- **Stated problem**
Return, unchanged, each line of the listing below that contains the word "tree".

- **Supplied material**
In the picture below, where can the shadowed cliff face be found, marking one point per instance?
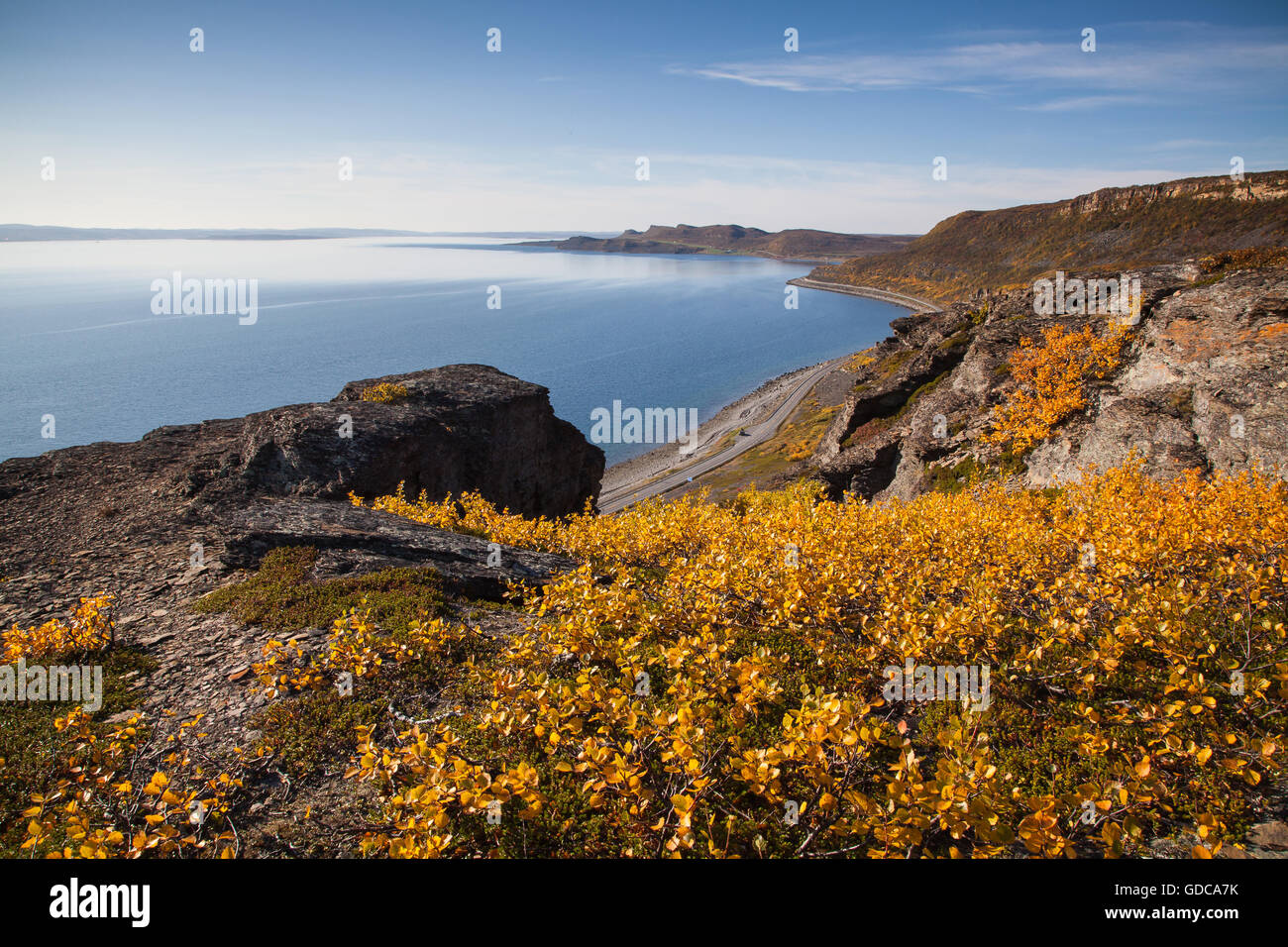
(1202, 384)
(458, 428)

...

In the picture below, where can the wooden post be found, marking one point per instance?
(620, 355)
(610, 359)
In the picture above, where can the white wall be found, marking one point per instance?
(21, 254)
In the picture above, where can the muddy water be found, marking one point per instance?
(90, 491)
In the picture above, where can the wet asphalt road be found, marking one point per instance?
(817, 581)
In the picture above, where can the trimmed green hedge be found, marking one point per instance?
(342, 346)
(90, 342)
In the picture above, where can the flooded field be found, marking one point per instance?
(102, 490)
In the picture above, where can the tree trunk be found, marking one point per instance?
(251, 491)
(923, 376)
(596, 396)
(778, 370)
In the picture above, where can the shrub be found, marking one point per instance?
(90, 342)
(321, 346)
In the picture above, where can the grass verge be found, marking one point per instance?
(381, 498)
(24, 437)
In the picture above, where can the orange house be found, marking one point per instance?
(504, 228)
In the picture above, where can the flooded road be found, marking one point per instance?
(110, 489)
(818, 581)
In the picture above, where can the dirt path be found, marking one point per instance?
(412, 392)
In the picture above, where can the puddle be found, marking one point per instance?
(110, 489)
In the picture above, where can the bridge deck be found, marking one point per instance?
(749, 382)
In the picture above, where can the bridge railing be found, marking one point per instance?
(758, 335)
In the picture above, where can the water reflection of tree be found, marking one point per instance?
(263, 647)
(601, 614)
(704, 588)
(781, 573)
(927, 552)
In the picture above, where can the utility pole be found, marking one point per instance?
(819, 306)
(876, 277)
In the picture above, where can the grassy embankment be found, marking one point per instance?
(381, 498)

- **Answer to this problem**
In the picture above, where can the tree trunk be found, marking one point per instance?
In the picture above, where can the water reflection of tree be found, marking one point per instance?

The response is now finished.